+++ EXTRACT +++

Transient Overvoltage Protection
INTRODUCTION
Transient overvoltages are short duration surges in voltage between two or more conductors, generally resulting from:
Atmospheric origin (lightning activity through resistive or inductive coupling) and/or
Electrical switching of inductive loads
Computers, other electronic equipment and systems are extremely vulnerable to lightning induced transient overvoltages via power, data, signal and telecommunication lines, often resulting in serious equipment damage leading to unexpected failures, data loss and expensive downtime, or risk of fire/electric shock due to flashover if insulation breaks down.
Global surge protection standards and surge protection designs have been updated to reflect the major trends of growing reliance on electronic systems and renewable energy.
Society is relying ever-more on sophisticated electronic devices and systems to support our everyday lives. At the same time, electronic systems are shrinking in size, making electronic components more vulnerable to damage from electrical surges. As a result, there’s more need for surge protection.
Another driver for surge protection is the integration of renewable energy. Solar and wind facilities rely on electronics in inverters, converters and condition monitoring – and these need to be protected from the electrical surges that arise from lightning.
One of the leading companies in the field of earthing, lightning and electronic systems protection solutions is ABB Furse on whose website can be found a wealth of technical literature. This includes:
A guide to IEC/BS EN 62305 Protection against lightning
IET Wiring regulations BS 7671 18th Edition Amendment 2 - Transient overvoltage protection
PROTECTION STRATEGY
Protection against transient overvoltages is achieved through the installation of a coordinated set of surge protection devices (SPDs) at appropriate points in the electrical system, in line with the guidance contained in BS 7671:2018 - 18th Edition IET Wiring Regulations as amended.
A key update in the 18th Edition relates to the protection of electrical and electronic systems against transient overvoltages, either as a result of atmospheric origin (lightning) or electrical switching events.

+++ DATASET RECORDS +++

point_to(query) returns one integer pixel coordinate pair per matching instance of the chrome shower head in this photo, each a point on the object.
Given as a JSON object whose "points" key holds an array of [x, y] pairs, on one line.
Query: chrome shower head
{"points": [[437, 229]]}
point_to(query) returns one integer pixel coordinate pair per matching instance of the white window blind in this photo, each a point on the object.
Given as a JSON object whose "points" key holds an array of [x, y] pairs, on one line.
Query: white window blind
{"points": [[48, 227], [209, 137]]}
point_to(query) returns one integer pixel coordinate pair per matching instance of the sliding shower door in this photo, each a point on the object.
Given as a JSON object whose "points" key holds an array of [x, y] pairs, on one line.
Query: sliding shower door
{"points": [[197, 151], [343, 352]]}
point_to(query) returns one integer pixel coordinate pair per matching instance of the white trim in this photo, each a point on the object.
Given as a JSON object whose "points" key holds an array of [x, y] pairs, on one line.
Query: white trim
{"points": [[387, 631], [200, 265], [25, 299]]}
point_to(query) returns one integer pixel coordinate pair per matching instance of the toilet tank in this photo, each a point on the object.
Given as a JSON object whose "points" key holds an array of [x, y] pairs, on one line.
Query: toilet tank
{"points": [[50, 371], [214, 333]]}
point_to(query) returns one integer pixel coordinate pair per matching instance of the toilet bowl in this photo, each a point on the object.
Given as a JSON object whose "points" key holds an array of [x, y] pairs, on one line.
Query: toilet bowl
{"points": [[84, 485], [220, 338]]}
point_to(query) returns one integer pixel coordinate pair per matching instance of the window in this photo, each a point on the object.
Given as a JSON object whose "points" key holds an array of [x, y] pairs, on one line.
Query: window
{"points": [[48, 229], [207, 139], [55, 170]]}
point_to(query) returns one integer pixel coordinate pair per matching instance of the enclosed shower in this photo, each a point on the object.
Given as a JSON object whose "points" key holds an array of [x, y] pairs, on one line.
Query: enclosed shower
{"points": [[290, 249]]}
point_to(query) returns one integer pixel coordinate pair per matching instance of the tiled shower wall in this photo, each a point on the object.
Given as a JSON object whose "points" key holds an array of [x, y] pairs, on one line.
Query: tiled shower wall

+++

→ REQUIREMENT A: In the text on transient overvoltage protection, return the passage between "Another driver for" and "arise from lightning.", inclusive.
→ REQUIREMENT B: Shorten the paragraph in the text on transient overvoltage protection that begins "Society is relying ever-more" while keeping its main facts.
→ REQUIREMENT C: Continue the text on transient overvoltage protection from its last sentence.

→ TASK RESULT A:
Another driver for surge protection is the integration of renewable energy. Solar and wind facilities rely on electronics in inverters, converters and condition monitoring – and these need to be protected from the electrical surges that arise from lightning.

→ TASK RESULT B: People depend more and more on advanced electronic devices. These devices are also getting smaller, so their parts are more easily damaged by electrical surges. This raises the need for surge protection.

→ TASK RESULT C:
Essentially the 18th Edition require all new electrical system designs and installations, as well as alterations and additions to existing installations, to be assessed against key consequences caused by transient overvoltages and, where necessary, protected using appropriate surge protection measures (in the form of Surge Protection Devices SPDs).
Under BS 7671 Amendment 2 (2022), protection against transient overvoltages has to be provided where the consequence caused by the overvoltage could result in:
serious injury to, or loss of, human life
failure of safety service (defined in the BS as an electrical system for electrical equipment provided to protect or warn persons in the event of a hazard, or essential to their evacuation from a location)
significant financial or data loss.
For all other cases, protection against transient overvoltages shall be provided unless the owner of the installation declares it is not required due to any loss or damage being tolerable and they accept the risk of damage to equipment and any consequential loss.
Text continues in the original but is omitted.